DIRECTIONS >>
Rewrite the records as a numbered list, leaving out blank lines and starting with the line that contains "[locate] the green foliage" and going on through the line that contains "x=332, y=171". List only those lines.

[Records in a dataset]
%%

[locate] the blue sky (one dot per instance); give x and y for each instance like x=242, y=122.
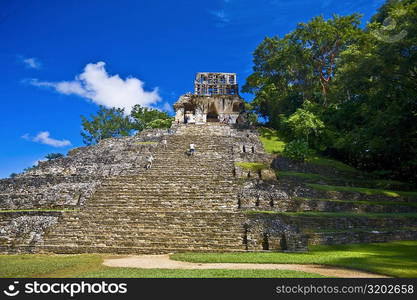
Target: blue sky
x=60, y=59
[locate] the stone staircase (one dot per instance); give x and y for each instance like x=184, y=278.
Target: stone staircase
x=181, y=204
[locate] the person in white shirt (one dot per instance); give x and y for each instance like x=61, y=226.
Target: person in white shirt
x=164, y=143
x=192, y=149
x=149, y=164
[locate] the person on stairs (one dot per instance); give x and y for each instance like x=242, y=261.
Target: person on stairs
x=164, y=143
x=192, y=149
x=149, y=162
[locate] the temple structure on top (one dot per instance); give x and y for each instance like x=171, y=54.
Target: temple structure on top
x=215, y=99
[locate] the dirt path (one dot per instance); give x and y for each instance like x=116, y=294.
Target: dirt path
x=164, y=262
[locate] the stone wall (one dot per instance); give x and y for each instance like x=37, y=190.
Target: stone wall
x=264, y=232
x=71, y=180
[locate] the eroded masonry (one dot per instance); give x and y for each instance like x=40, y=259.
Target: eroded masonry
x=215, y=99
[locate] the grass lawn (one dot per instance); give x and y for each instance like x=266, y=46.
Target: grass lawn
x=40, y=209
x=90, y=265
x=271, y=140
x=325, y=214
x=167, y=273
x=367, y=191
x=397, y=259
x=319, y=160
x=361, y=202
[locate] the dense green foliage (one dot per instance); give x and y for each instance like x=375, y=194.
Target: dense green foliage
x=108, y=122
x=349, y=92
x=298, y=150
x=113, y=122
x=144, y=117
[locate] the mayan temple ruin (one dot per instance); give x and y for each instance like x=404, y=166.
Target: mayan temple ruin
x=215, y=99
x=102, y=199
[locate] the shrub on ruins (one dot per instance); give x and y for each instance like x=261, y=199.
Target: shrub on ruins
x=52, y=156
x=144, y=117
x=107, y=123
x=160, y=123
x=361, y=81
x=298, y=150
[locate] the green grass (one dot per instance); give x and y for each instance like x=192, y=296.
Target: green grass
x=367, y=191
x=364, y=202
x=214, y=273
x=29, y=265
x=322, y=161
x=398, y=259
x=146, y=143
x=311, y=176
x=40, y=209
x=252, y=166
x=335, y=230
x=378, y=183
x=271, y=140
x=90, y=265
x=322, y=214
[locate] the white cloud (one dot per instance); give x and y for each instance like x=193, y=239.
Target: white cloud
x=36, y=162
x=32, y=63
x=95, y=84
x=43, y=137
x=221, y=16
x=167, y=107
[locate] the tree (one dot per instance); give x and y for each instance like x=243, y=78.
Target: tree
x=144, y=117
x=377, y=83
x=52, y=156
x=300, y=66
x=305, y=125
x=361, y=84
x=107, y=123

%%
%%

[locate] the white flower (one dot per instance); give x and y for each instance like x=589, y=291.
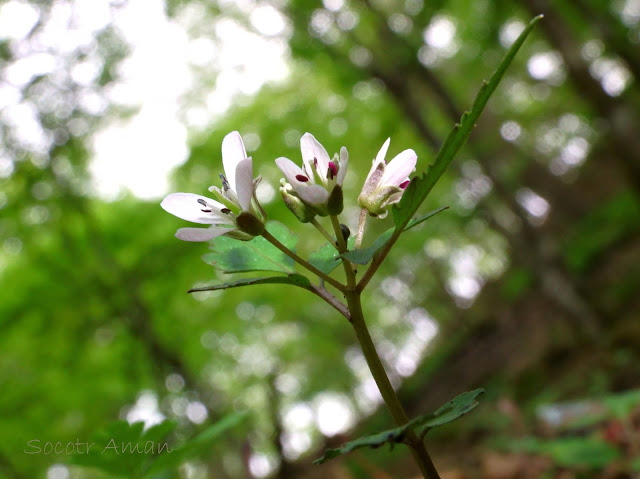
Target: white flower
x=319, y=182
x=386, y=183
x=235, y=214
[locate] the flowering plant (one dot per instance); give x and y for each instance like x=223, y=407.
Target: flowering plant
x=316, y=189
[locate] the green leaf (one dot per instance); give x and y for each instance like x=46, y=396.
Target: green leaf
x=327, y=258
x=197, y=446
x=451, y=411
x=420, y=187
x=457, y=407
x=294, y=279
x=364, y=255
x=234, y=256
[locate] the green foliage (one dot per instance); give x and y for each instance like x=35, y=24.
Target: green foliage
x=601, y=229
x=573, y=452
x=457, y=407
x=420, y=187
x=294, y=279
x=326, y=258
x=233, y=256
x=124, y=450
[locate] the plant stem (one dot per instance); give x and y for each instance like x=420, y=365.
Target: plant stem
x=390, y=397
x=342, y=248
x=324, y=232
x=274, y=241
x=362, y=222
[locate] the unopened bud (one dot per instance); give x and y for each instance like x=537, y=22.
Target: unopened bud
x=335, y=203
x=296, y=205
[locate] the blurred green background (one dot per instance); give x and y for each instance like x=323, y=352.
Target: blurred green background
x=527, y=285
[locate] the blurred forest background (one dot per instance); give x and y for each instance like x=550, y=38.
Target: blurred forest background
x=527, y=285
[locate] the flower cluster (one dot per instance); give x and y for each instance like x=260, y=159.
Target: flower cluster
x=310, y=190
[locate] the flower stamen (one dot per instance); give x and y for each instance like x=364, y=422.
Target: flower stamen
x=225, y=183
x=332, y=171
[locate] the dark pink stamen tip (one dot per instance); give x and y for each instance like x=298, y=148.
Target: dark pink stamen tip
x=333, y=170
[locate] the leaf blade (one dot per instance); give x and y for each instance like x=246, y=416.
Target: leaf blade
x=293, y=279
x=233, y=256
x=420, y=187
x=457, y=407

%%

TASK ANSWER >>
1. [locate] the green foliage (one dot per instance); give x and y for each instance like x=35, y=24.
2. Target: green foliage
3. x=601, y=229
4. x=573, y=452
5. x=457, y=407
6. x=420, y=187
7. x=294, y=279
8. x=326, y=258
9. x=233, y=256
10. x=124, y=450
11. [locate] the plant stem (one dot per instance); give x and y for each instance like x=420, y=365.
12. Target: plant stem
13. x=390, y=397
14. x=342, y=248
15. x=324, y=232
16. x=274, y=241
17. x=362, y=222
18. [locate] the unopened bud (one dot per instance); give x and y for each instance like x=537, y=22.
19. Target: unopened bud
20. x=335, y=203
21. x=296, y=205
22. [locate] the blurred green background (one dot per instance); give x and y for each instance like x=323, y=352.
23. Target: blurred green background
24. x=527, y=285
25. [locate] the blurred forest background (one dot per instance); give x and y for each instance like x=550, y=38.
26. Target: blurred forest background
27. x=527, y=285
28. [locate] the flower cluster (one dot per instance); give x and y for each instance like x=260, y=159.
29. Target: flower cluster
30. x=310, y=190
31. [locate] the flower stamen (one dot per instance); give x and y for each instance like x=364, y=422.
32. Target: flower stamen
33. x=225, y=183
34. x=332, y=171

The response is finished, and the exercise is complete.